**Exercise input:**

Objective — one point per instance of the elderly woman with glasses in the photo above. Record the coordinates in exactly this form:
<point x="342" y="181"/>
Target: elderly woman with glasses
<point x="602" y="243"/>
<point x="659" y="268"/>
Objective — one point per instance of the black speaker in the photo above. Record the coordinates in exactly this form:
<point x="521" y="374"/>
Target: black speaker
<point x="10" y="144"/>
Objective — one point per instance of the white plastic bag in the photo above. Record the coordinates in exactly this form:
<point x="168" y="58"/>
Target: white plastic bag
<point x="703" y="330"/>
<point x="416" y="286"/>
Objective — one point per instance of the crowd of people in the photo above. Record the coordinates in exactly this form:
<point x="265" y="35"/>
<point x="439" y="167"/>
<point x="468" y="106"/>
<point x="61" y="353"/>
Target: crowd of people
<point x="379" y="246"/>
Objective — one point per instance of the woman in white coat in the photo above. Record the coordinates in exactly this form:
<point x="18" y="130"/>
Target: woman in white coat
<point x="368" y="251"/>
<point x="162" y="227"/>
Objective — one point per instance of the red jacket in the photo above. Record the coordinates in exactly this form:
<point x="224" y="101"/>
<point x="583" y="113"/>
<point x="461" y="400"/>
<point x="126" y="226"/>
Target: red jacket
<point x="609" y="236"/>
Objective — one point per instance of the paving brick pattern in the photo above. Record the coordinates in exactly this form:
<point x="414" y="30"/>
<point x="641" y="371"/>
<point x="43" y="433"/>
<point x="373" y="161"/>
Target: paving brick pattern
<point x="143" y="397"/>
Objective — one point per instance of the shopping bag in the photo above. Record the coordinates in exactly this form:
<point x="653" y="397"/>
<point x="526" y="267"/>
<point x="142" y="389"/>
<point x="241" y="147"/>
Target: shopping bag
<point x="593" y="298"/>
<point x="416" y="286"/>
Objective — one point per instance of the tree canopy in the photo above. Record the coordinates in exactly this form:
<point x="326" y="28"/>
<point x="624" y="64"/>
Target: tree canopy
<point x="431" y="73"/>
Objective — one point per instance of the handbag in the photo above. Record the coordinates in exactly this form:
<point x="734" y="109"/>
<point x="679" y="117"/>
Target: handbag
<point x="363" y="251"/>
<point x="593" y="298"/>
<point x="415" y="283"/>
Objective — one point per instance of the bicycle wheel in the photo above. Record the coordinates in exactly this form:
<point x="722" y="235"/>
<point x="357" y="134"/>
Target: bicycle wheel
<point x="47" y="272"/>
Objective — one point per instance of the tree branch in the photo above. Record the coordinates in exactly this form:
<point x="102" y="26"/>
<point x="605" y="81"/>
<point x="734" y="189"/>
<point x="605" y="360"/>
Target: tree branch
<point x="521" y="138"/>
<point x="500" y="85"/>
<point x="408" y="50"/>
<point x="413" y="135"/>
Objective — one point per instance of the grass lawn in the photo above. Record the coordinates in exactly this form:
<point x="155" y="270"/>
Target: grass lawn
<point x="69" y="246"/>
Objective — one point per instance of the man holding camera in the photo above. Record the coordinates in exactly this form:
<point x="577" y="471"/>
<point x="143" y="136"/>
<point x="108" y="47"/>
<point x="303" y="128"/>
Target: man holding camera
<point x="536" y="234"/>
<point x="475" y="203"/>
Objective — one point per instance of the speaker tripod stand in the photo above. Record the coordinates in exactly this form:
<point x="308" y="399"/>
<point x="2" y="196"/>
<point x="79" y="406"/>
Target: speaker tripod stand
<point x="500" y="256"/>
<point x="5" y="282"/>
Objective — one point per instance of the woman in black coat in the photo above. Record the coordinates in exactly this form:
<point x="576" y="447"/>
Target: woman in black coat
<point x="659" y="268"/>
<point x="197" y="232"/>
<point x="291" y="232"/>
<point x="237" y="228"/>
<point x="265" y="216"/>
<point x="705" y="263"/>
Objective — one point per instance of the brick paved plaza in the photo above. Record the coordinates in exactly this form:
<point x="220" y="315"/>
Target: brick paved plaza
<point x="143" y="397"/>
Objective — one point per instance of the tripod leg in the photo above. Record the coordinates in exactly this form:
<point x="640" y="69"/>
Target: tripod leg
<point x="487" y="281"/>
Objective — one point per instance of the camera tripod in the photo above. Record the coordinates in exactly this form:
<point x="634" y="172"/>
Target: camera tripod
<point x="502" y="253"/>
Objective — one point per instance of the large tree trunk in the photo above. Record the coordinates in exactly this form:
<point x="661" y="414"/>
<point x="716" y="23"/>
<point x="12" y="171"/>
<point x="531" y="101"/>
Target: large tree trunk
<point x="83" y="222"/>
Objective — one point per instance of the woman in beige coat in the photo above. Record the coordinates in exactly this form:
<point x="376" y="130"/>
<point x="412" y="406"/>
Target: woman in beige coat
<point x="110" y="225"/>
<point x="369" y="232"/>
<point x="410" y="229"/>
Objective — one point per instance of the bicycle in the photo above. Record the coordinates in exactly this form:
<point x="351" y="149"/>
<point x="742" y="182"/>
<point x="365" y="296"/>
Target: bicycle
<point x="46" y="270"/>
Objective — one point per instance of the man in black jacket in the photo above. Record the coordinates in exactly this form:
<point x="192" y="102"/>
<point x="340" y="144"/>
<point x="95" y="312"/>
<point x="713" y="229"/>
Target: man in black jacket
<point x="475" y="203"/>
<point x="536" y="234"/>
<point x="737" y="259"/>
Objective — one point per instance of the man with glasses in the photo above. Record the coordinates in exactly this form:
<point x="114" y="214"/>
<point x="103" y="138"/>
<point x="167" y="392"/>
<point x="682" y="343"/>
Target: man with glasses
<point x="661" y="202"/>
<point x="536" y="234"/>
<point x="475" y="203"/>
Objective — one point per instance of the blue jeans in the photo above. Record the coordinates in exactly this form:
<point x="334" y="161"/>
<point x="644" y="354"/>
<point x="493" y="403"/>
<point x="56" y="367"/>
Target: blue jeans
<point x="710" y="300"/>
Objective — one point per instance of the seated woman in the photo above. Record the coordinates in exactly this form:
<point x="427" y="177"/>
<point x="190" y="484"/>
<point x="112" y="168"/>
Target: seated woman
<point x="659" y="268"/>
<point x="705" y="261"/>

**Required task:** Reproduce word for word every line from the one containing "Objective — one point per instance of the man with" through the last line above, including both of those lines.

**Exercise answer:**
Objective — one point per instance of the man with glasses in the photo above. Record the coordinates in exactly this form:
<point x="114" y="214"/>
<point x="103" y="138"/>
<point x="167" y="392"/>
<point x="682" y="343"/>
Target: man with glasses
<point x="661" y="202"/>
<point x="536" y="234"/>
<point x="475" y="203"/>
Objective — one point per instance of the blue jeans in the photo above. Record the coordinates in exactly this form:
<point x="334" y="161"/>
<point x="644" y="354"/>
<point x="493" y="403"/>
<point x="56" y="367"/>
Target: blue jeans
<point x="710" y="300"/>
Objective — one point per instance of the seated woman in the photo above. Record the coordinates in exactly this form:
<point x="427" y="177"/>
<point x="190" y="484"/>
<point x="112" y="168"/>
Target: seated woman
<point x="659" y="268"/>
<point x="705" y="261"/>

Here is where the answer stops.